_DIRECTION_: Rewrite the items from the line containing "Question. Point out every instance of the fork tines" through the end of the items, inclusive, replacing "spaghetti noodle" with "pasta strand" and changing nothing else.

Named object pointing items
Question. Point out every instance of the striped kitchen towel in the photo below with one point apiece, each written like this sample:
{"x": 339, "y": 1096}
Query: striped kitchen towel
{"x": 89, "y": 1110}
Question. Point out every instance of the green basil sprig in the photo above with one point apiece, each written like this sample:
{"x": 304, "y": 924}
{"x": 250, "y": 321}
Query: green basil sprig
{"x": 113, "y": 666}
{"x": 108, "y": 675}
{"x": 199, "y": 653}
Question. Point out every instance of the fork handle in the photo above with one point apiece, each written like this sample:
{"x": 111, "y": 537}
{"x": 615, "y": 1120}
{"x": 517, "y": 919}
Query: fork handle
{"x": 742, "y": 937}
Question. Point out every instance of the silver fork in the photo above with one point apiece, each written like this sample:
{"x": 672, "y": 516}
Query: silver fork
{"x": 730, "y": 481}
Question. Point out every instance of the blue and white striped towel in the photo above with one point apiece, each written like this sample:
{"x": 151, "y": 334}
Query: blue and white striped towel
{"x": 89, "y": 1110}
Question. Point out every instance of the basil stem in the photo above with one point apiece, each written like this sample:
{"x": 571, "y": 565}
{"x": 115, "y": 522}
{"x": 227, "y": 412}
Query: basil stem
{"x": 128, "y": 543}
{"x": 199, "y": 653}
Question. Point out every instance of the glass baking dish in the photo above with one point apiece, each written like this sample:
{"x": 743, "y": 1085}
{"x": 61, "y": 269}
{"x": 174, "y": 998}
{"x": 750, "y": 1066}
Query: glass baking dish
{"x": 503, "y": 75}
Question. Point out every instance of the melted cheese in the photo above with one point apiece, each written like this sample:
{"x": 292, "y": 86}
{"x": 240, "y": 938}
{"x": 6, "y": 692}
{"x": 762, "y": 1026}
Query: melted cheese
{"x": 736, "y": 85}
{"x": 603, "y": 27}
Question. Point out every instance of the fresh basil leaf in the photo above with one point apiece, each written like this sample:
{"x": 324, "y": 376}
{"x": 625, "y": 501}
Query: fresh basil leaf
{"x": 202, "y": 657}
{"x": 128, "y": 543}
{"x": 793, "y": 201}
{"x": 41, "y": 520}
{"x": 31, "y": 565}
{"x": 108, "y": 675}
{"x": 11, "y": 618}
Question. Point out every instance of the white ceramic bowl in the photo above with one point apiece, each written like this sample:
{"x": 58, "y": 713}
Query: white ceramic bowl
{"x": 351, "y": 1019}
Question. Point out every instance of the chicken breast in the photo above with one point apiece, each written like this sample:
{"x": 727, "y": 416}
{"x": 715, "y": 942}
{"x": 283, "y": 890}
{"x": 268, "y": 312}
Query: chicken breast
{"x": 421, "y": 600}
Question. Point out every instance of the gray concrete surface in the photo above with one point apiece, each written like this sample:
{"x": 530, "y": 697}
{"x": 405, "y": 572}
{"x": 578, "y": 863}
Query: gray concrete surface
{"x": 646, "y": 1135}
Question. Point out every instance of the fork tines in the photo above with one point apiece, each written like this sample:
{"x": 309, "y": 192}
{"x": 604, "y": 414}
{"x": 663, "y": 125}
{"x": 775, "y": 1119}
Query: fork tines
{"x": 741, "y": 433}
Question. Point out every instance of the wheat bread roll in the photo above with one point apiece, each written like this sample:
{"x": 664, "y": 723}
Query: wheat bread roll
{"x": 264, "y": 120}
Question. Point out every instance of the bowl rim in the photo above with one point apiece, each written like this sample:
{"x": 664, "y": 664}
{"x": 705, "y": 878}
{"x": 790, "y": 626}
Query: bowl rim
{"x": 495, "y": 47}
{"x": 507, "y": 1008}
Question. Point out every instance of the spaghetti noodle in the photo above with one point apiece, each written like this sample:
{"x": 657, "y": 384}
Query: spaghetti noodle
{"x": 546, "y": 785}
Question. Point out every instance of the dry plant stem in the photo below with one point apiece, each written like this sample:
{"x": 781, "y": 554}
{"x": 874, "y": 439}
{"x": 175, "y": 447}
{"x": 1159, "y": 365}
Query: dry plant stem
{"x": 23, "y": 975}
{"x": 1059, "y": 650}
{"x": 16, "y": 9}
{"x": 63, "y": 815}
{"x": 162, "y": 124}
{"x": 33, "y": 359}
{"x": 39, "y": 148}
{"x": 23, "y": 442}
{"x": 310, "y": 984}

_ANSWER TO THIS PROBLEM_:
Question. Point out every instance of the fork tines in the photo above with one point apiece, each written like this sample:
{"x": 309, "y": 192}
{"x": 604, "y": 414}
{"x": 663, "y": 125}
{"x": 775, "y": 1119}
Query: fork tines
{"x": 741, "y": 433}
Question. Point out every instance of the wheat bread roll in the photo above with one point apiece, each written like this sample:
{"x": 664, "y": 723}
Query: wheat bread roll
{"x": 264, "y": 120}
Question. Point out every instance of the bowl rim in the photo above with one point apiece, each written like this sample:
{"x": 664, "y": 664}
{"x": 705, "y": 878}
{"x": 790, "y": 626}
Query: bowl rim
{"x": 495, "y": 47}
{"x": 507, "y": 1008}
Question. Point out every instance of the pasta strand in the photo above with one point apiece, each written like this sample:
{"x": 657, "y": 384}
Query: pasta strand
{"x": 546, "y": 785}
Question. Point out every instance of the dry plant stem in the photo below with one point apiece, each written like this sample:
{"x": 781, "y": 554}
{"x": 874, "y": 439}
{"x": 175, "y": 447}
{"x": 1159, "y": 365}
Query: dry plant stem
{"x": 23, "y": 975}
{"x": 1059, "y": 650}
{"x": 16, "y": 9}
{"x": 63, "y": 815}
{"x": 162, "y": 124}
{"x": 33, "y": 359}
{"x": 39, "y": 148}
{"x": 23, "y": 442}
{"x": 310, "y": 984}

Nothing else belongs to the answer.